Text section |
- - - - -

The Budget Committee approved Chairman Price’s plan on Wednesday evening. And the Budget Committee is not the only one in a slash-and-burn mood lately: also this week, the Ways & Means Committee approved several harmful proposals, including a bill to deny critical tax benefits to millions of children in low-income, working, immigrant families, while the Energy & Commerce Committee agreed to cut funding for preventive health care and children’s health programs.
The House budget resolution would:
- Cut $6.5 trillion from the federal budget in the next decade. About 60 percent of these cuts are to programs that serve low-income people—most of whom are women and their families.
- Repeal the Affordable Care Act (ACA), including eliminating the Marketplaces 8 million women and girls currently use to purchase health coverage, and the Medicaid eligibility expansion that provides health insurance to millions more. The budget plan would also revoke improved coverage for maternity care and preventive services, including birth control, allow insurance companies to once again treat being a woman as a pre-existing condition, and eliminate historic protections against discrimination based on sex.
- Turn traditional Medicaid into a block grant while cutting more than $1 trillion from the program over 10 years, potentially forcing states to restrict eligibility and eliminate benefits to cope with these cuts. It also proposes new, unfair work requirements for Medicaid recipients.
- Between the ACA repeal and the Medicaid cuts, tens of millions of people would likely lose their health insurance coverage under the Price plan. More than two-thirds of adult Medicaid beneficiaries are women.

- - - - -

Image-grounded pointing data:
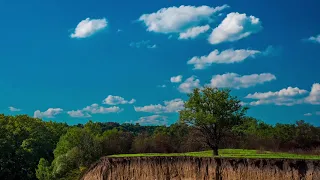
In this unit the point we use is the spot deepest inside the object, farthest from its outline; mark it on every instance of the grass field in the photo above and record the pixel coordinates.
(229, 153)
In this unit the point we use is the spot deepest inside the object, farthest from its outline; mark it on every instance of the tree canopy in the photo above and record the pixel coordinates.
(214, 112)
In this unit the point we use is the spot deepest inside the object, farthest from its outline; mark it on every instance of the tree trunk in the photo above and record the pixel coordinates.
(215, 151)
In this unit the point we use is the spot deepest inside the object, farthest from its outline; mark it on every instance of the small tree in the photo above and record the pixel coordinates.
(213, 112)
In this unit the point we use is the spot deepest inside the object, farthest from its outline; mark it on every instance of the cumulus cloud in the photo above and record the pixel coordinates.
(88, 27)
(50, 113)
(162, 86)
(78, 114)
(178, 19)
(115, 100)
(315, 39)
(314, 96)
(194, 32)
(13, 109)
(235, 27)
(225, 57)
(233, 80)
(174, 105)
(176, 79)
(189, 84)
(153, 120)
(286, 92)
(96, 109)
(143, 43)
(287, 97)
(308, 114)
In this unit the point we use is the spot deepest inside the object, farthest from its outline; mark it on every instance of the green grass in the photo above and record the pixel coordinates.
(229, 153)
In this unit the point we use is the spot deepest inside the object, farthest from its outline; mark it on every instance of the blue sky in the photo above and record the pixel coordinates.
(133, 61)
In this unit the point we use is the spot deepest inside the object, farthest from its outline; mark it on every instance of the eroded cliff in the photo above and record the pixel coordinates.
(196, 168)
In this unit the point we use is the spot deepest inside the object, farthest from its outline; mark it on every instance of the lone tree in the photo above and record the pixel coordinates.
(213, 112)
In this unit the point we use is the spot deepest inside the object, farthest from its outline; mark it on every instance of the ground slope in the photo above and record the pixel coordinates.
(202, 168)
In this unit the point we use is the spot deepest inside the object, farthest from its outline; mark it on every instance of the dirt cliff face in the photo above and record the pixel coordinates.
(194, 168)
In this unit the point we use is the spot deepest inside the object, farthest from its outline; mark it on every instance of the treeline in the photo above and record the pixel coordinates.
(34, 149)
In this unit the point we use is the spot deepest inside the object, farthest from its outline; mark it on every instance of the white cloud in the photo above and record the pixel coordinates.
(178, 19)
(315, 39)
(88, 27)
(162, 86)
(153, 120)
(143, 43)
(152, 46)
(227, 56)
(287, 96)
(174, 105)
(233, 80)
(115, 100)
(234, 27)
(194, 32)
(78, 114)
(189, 84)
(176, 79)
(314, 96)
(13, 109)
(50, 113)
(308, 114)
(96, 109)
(286, 92)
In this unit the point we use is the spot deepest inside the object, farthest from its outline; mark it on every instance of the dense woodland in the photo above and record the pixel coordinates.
(31, 148)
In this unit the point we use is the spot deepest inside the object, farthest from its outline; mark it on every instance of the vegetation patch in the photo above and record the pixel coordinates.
(230, 153)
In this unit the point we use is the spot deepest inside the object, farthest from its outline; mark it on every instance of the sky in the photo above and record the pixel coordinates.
(135, 61)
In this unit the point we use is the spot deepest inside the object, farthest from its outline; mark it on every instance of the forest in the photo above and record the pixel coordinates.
(35, 149)
(212, 119)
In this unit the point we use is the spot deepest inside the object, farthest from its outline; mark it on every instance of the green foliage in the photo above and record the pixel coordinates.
(214, 112)
(23, 141)
(31, 148)
(78, 147)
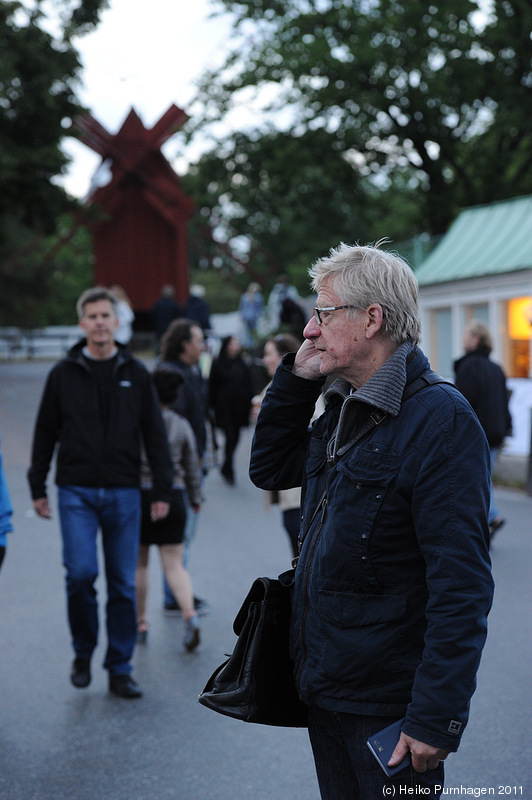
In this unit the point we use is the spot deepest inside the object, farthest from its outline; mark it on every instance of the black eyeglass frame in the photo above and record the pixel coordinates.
(318, 311)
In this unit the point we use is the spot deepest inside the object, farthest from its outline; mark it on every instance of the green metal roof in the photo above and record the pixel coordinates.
(484, 240)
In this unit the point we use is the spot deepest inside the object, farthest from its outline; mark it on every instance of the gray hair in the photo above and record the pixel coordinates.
(363, 275)
(92, 296)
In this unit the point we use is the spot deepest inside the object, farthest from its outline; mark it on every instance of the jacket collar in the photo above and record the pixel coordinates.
(384, 390)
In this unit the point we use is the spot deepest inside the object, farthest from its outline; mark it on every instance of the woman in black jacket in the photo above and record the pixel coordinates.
(230, 394)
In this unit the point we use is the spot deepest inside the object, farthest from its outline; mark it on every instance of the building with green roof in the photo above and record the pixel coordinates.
(482, 269)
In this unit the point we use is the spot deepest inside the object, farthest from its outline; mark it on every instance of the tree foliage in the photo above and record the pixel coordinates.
(401, 113)
(38, 81)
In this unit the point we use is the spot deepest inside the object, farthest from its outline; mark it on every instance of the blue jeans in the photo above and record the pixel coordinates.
(116, 511)
(346, 768)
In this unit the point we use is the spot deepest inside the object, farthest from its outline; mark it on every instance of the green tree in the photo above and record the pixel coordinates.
(38, 80)
(401, 113)
(276, 203)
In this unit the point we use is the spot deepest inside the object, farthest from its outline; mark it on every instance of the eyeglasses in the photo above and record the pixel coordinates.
(319, 311)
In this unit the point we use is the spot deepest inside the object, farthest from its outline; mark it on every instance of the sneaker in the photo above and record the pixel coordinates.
(495, 525)
(192, 634)
(201, 607)
(80, 675)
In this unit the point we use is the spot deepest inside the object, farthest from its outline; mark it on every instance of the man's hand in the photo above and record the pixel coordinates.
(42, 508)
(307, 362)
(424, 756)
(159, 510)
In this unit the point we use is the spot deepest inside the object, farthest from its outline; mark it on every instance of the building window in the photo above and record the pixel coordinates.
(519, 333)
(478, 311)
(441, 356)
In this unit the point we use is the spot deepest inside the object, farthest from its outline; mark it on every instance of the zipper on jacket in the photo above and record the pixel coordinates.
(305, 587)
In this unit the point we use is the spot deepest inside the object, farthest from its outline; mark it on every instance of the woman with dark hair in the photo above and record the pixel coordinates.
(168, 534)
(289, 500)
(230, 393)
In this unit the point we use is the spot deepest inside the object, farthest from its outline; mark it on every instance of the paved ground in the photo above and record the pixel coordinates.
(58, 743)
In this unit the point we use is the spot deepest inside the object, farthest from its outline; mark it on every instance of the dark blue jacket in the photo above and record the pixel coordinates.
(393, 585)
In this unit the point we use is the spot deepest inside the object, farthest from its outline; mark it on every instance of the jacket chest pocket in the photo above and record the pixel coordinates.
(362, 483)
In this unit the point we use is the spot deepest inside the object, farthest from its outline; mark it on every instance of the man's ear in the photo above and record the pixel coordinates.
(374, 317)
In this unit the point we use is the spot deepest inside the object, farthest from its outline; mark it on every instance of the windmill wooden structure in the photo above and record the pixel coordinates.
(141, 212)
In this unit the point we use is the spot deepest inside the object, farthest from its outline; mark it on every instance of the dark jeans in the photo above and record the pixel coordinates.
(346, 768)
(82, 510)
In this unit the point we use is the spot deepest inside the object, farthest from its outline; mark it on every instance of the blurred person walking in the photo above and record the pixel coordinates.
(289, 500)
(483, 384)
(125, 314)
(98, 405)
(230, 395)
(6, 512)
(181, 349)
(165, 310)
(250, 309)
(168, 533)
(197, 309)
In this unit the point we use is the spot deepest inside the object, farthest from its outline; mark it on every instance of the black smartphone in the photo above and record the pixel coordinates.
(382, 745)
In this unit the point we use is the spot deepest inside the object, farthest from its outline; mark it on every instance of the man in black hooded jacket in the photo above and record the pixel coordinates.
(98, 405)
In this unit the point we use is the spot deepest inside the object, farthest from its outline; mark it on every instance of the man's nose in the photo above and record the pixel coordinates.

- - - - -

Exercise tasks |
1. Answer these questions using the text on the House budget resolution:
(a) How much would the resolution cut from the federal budget in the next decade?
(b) How many women and girls currently use the ACA Marketplaces to buy health coverage?
(c) What share of adult Medicaid beneficiaries are women?
2. Pick up the text on the House budget resolution after its last sentence and continue it.

Answers for each item |
1.
(a) $6.5 trillion
(b) 8 million
(c) More than two-thirds

2.
- Unfairly undermine the financial security of Social Security Disability Insurance recipients by denying beneficiaries who have recently lost jobs through no fault of their own access to the unemployment insurance benefits they have earned.
- Slash the funding available for critical programs like Head Start, child care assistance, K-12 education, job training, and domestic violence prevention—indeed, for all of the non-defense programs Congress funds each year, including food safety, environmental protection, transportation, and medical research. On top of deep cuts to non-defense programs from sequestration, the budget would cut $887 billion more over 10 years.
- Turn the SNAP (food stamps) program into a block grant, limiting its ability to respond effectively to increased need. More than six in ten adult SNAP beneficiaries are women.
- Freeze the maximum amount for Pell Grants for at least 10 years, despite rising tuition costs. Pell Grants offer low-income students a chance to get the higher education they need to get ahead, and nearly two-thirds of the recipients are women.
And here’s what the Price budget would not do: raise the revenue we need to invest in our economy and our families, instead opting to lower tax rates for high-income people and shelter offshore corporate profits from U.S. taxes. Overall, Rep. Price’s plan would almost certainly increase poverty and inequality, causing the most harm to the struggling families it claims to help.